* Extrait cité
::::::
• Thomas Clerc — Intérieur

    Intérieur


             

    Titre : Intérieur

    Auteur : Thomas Clerc

    Première parution : 05/09/2013 (rentrée littéraire).

    Édition lue : L'arbalète/Gallimard

    SYNOPSIS

     « Comme j'ai été lent à faire le tour de ma maison ! 3 ans pourtant c'est 3 fois moins qu'Ulysse revenant de Troie. Ulysse ne voulait pas rentrer à Ithaque, et moi je m'évertue à rester ici, je supplie de ne pas sortir. »

    L'appartement de Thomas Clerc fait 50 mètres carrés. Il y vit depuis 10 ans. Il y passe la majeure partie de son temps. Sans doute parce qu'il est un homme d'intérieur, il a entrepris d'en faire le tour intégral avec cette espèce de vertige qui le pousse toujours à épuiser la totalité d'un espace.

     

    Thomas Clerc est un romancier et essayiste français né à Neuilly-sur-Seine en 1965. Il est agrégé de lettres modernes, docteur ès lettres et maître de conférences au sein de l'université Paris Ouest Nanterre La Défense.

    J'ai donc enfin terminé le roman introspectif, si ébruité, de Thomas Clerc. Ce fut un fiasco total, et je vais doucement vous expliquer pourquoi. J'ai à l'origine fait l'achat de ce livre parce qu'il m'enchantait, je m'étais beaucoup renseigné à son sujet et le volet — je me dis maintenant : commercial — de "littérature expérimentale" introspective, perçant par une visite guidée profonde et originale d'un appartement, l'idée d'y trouver des plans, des morceaux de pensées en toute simplicité me ravissait à l'avance.

    « Merde au joli
    Minimaliste en ce domaine, je ne possède aucun dévidoir-papier de plastique ou de bois que l'on fixe au mur, et où il n'est pas rare de voir se manifester les tendances que je viens de mentionner (fleurs de céramique, pin peint, désodorisant, rouleau fantaisie, etc.). »

    C'était sans compter sur cette couverture dont, à mon sens, l'auteur est très loin d'être digne. De la littérature expérimentale ? Tout ce que j'ai pu y trouver d'original, c'est la forme même du texte. Quant au reste : métamorphose horripilante des déterminants "un" et "une" en "1", faisant peut-être allusion à une liste perpétuelle, une sorte de philosophie qui ne donne le sourire qu'à celui qui la comprend tout à fait — autrement dit, l'auteur — et qui, surtout, oblige les yeux à s'y habituer (les miens n'y sont arrivés qu'à la page cent il me semble) ; jeux de mots de très mauvais goût — quelques uns parsemés à divers endroits et j'aurais au contraire été enchanté et aurais eu certainement l'envie d'en rire, et ce bien qu'il n'y ait rien de drôle ; mais c'est un horrible festival tout le long du livre.

    « Macérer
    Le bain, on le voit, est l'occasion pour moi contemplatif de me livrer aux rêveries, sentiments et ressentiments, élucubrations diverses, théories avortées, ressassement de phrases sonores, souvenirs, projets, essais de phrases, pensées ou obsessions dérivant d'une macération calme de tout mon être. »
::::::
* Consigne A
Traduisez en anglais la phrase suivante de l'extrait cité : « Thomas Clerc est un romancier et essayiste français né à Neuilly-sur-Seine en 1965. »
* Consigne B
Citez, sans rien changer, tout ce qui va de « J'ai donc enfin » jusqu'à « ravissait à l'avance. » dans l'extrait cité.
::::::
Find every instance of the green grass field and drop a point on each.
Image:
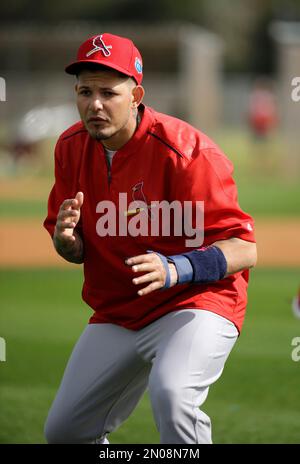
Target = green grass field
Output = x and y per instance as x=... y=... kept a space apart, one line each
x=255 y=401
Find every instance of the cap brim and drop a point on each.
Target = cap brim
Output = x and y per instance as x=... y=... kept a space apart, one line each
x=74 y=68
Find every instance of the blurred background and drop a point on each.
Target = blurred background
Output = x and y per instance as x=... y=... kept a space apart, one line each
x=227 y=68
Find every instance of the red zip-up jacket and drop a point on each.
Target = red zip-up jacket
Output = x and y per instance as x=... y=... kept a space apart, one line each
x=171 y=160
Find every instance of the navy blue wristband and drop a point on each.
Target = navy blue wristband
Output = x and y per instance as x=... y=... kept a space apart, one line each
x=209 y=265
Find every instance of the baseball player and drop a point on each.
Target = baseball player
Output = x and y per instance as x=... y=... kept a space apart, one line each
x=167 y=310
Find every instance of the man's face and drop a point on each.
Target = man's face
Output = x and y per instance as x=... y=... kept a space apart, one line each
x=106 y=103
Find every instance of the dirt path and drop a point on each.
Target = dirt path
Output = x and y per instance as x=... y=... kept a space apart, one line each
x=24 y=243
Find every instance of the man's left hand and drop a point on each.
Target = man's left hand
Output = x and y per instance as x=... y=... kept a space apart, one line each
x=155 y=273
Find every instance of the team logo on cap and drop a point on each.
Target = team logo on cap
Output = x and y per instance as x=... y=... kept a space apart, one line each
x=99 y=45
x=138 y=65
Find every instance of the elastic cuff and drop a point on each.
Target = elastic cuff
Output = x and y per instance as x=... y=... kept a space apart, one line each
x=166 y=266
x=184 y=268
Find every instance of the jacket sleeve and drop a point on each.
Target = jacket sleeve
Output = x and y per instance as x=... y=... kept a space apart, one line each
x=208 y=178
x=63 y=188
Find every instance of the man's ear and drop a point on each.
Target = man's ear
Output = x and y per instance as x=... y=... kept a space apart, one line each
x=138 y=93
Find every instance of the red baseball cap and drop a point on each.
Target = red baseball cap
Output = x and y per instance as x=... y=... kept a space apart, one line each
x=112 y=51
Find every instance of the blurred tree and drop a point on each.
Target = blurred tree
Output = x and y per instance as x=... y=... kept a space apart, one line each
x=243 y=24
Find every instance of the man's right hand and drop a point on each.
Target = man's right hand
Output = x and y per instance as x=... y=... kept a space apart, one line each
::::::
* Corrigé A
Thomas Clerc is a French novelist and essayist born in Neuilly-sur-Seine in 1965.

* Corrigé B
J'ai donc enfin terminé le roman introspectif, si ébruité, de Thomas Clerc. Ce fut un fiasco total, et je vais doucement vous expliquer pourquoi. J'ai à l'origine fait l'achat de ce livre parce qu'il m'enchantait, je m'étais beaucoup renseigné à son sujet et le volet — je me dis maintenant : commercial — de "littérature expérimentale" introspective, perçant par une visite guidée profonde et originale d'un appartement, l'idée d'y trouver des plans, des morceaux de pensées en toute simplicité me ravissait à l'avance.